Brief 1 - Reproduce word for word the stretch of the Yattendon passage from "Notable residents of" through "in the church.".
Brief 2 - Resume the passage about the village of Yattendon, continuing after its final line.

Source extract -

The Church of St. Peter and St. Paul was built around 1450 and was "restored in 1858, 1881 and a spire was added by Alfred Waterhouse in 1896". The village has had a shop since the 1600s. According to the Estate, the Iliffe's took over the operation in 2014 and "Edward Iliffe, son of Lord Iliffe, was appointed Postmaster". William Burham, a saddle and harness maker had a shop in the village from 1901 until his death in the early 1960s. A collection of his leather working tools is in the Museum of English Rural Life.

==Amenities==
Yattendon has a shop, post office, garage, pub/hotel, hairdressers, blacksmith, primary school, Montessori school, tennis courts and brewery as well as houses and cottages rented to tenants. Yattendon has 31 Grade II Listed buildings, as well as the Church of St. Peter and St. Paul which is Grade I.

==Notable people==

Notable residents of Yattendon include:
- Henry Charles Beeching (1859 – 1919); clergyman, writer and poet; Rector of Yattendon 1885-1900
- Robert Bridges, who later became Poet Laureate, lived at Yattendon until 1882, where he compiled the Yattendon Hymnal.
- Thomas Carte, noted English historian, once held the rectory and was buried in the church.
- General Sir Miles Dempsey, British Army officer who fought in World War I and World War II.

Information -

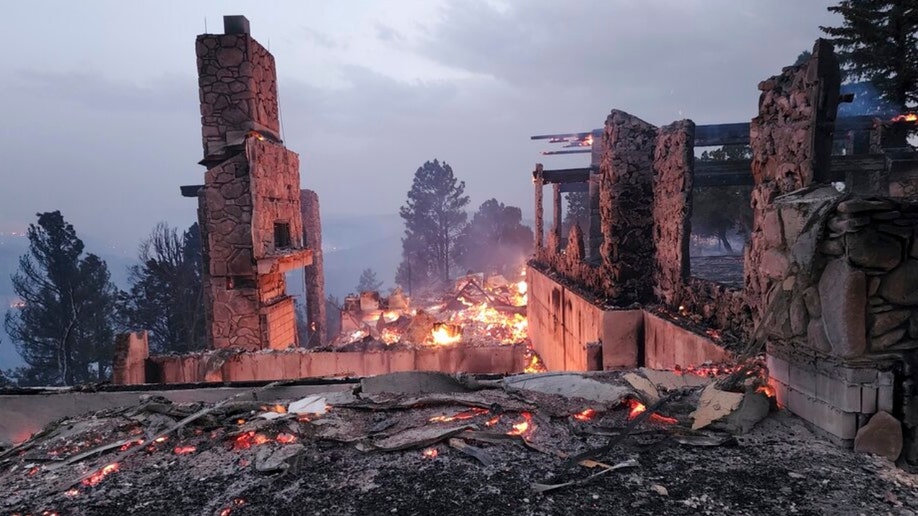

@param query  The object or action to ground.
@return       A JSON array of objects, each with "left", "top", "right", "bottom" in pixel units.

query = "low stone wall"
[
  {"left": 643, "top": 311, "right": 733, "bottom": 369},
  {"left": 146, "top": 345, "right": 527, "bottom": 383},
  {"left": 526, "top": 265, "right": 642, "bottom": 371}
]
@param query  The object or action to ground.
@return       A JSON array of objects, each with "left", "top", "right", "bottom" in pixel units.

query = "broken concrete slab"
[
  {"left": 854, "top": 410, "right": 902, "bottom": 461},
  {"left": 691, "top": 383, "right": 743, "bottom": 430},
  {"left": 504, "top": 373, "right": 634, "bottom": 403},
  {"left": 360, "top": 371, "right": 471, "bottom": 394}
]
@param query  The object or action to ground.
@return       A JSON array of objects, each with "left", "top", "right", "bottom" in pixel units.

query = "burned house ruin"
[
  {"left": 528, "top": 40, "right": 918, "bottom": 463},
  {"left": 182, "top": 16, "right": 325, "bottom": 351}
]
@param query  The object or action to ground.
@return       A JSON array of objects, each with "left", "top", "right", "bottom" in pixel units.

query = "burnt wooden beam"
[
  {"left": 695, "top": 122, "right": 749, "bottom": 147},
  {"left": 694, "top": 154, "right": 886, "bottom": 187},
  {"left": 533, "top": 167, "right": 592, "bottom": 184},
  {"left": 561, "top": 183, "right": 590, "bottom": 193},
  {"left": 179, "top": 185, "right": 204, "bottom": 197}
]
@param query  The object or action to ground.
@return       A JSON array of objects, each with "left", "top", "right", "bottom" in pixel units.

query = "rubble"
[{"left": 0, "top": 369, "right": 918, "bottom": 515}]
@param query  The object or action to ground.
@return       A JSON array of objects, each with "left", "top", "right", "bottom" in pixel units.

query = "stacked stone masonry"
[{"left": 195, "top": 34, "right": 280, "bottom": 159}]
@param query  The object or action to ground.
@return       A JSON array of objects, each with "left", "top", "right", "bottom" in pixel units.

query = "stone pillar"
[
  {"left": 112, "top": 331, "right": 150, "bottom": 385},
  {"left": 532, "top": 163, "right": 545, "bottom": 259},
  {"left": 600, "top": 110, "right": 657, "bottom": 305},
  {"left": 744, "top": 40, "right": 839, "bottom": 325},
  {"left": 653, "top": 120, "right": 695, "bottom": 307},
  {"left": 586, "top": 129, "right": 603, "bottom": 264},
  {"left": 300, "top": 190, "right": 328, "bottom": 348},
  {"left": 551, "top": 183, "right": 562, "bottom": 254}
]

Output 1 -
Notable residents of Yattendon include:
- Henry Charles Beeching (1859 – 1919); clergyman, writer and poet; Rector of Yattendon 1885-1900
- Robert Bridges, who later became Poet Laureate, lived at Yattendon until 1882, where he compiled the Yattendon Hymnal.
- Thomas Carte, noted English historian, once held the rectory and was buried in the church.

Output 2 -
- Edward Iliffe, 1st Baron Iliffe, the newspaper magnate who lived at Yattendon Court. From 1925 to 1940, he amalgamated several small farming estates and formed the Yattendon Estate in 1955.
- Ruth Mott, cook and TV presenter, was born in the village. She was a technical advisor on the 2001 Robert Altman film Gosford Park.
- Egon Ronay the restaurant critic, lived in Yattendon until his death in 2010.
- Alfred Waterhouse, the architect of the Natural History Museum who built himself a home at Yattendon Court (not the present building).

The fortified manor house, Yattendon Castle was home of:
- Sir Henry Norreys, a Tudor courtier accused of adultery with Queen Anne Boleyn and the father of
- Henry Norris, 1st Baron Norreys, Ambassador to France and father of
- Sir John Norreys, the greatest soldier of Elizabethan England whose memorial is in the parish church.